— START PROVIDED PASSAGE —

The presenter of this session was Stephanie Al Otaiba.
Stephanie says that we are moving as a country and a state to a response to intervention and that our field is moving to where we need to be. As educators we must move away from the wait to fail approach.
The main objective was to describe current research being conducted through FCRRTheir response to intervention model is a three tier approach.Tier 1 Universal Interventions (80-90%)
*All students
*Preventive, proactive
*Evidence-based reading instruction- I heard this over and over by all researchers and presenters at this conference. They are growing tired of counties adopting curriculum that is not evidence- based and that is taught implicitly. Teachers must use a core reading program that covers all 5 areas of reading. She likes Open Court and the newest edition of McMillan McGraw Hill and says they are more explicit.
*Universal Screening
Tier 2 Secondary Intervention (5-10%)
*some students (at-risk)

— END PROVIDED PASSAGE —

__WORK REQUIRED__
Continue the session notes on the three-tier response to intervention model from the point where they stop.

— START RAW DATA —

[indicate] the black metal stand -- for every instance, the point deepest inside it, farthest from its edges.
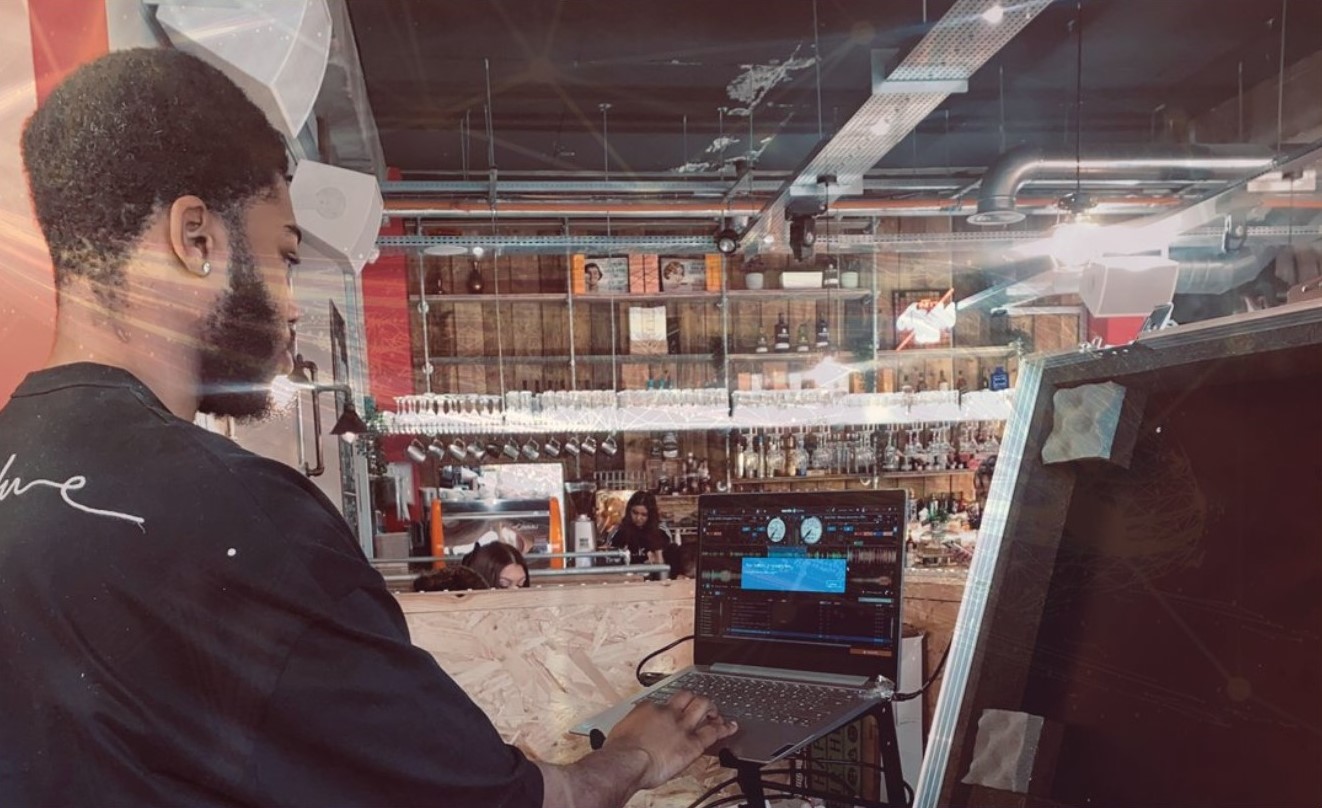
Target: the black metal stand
(748, 775)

— END RAW DATA —

__TASK OUTPUT__
*high efficiency
*rapid response
*small group interventions
*more frequent monitoring
*some individualizing
Tier 3 Teritory Interventions (1-5%)
*individual students
*assessment-based
*high intensity
*more frequent monitoring
The overall best choices for intensive reading instruction for dyslexic and struggling readers that I heard from presenters, teachers and parents were Wilson and Lindamood-Bell. What was really stressed is that at this level of intensive instruction a multi-sensory approach must be used (The Orton Gillingham Approach). I had a parent get chills and teary eyed while explaining to me how the Wilson reading program changed her son's life.
How fortunate are we at Chets to have both of these programs available for our primary students?! I am on a mission to get trained in Wilson this summer so that our intermediate students can benefit from this program.
Response to Intervention (RTI) is much like what we already have in place at Chets Creek within our classrooms and our primary and intermediate Target Teams.
The first step in the RTI process is
*intial universal screening
*class-wide curriculum based assessment (e.g. DIBELS) informs instruction
-teacher, coach, and principal look at initial performance of whole class (per benchmarks)
Judging how students respond to Tier 1
*second classwide screening to monitor progress
-teacher, coach, and principal look at how well the whole class responds to instruction (Is there a reading gap? or are about 80-90% of children meeting grade level benchmarks?)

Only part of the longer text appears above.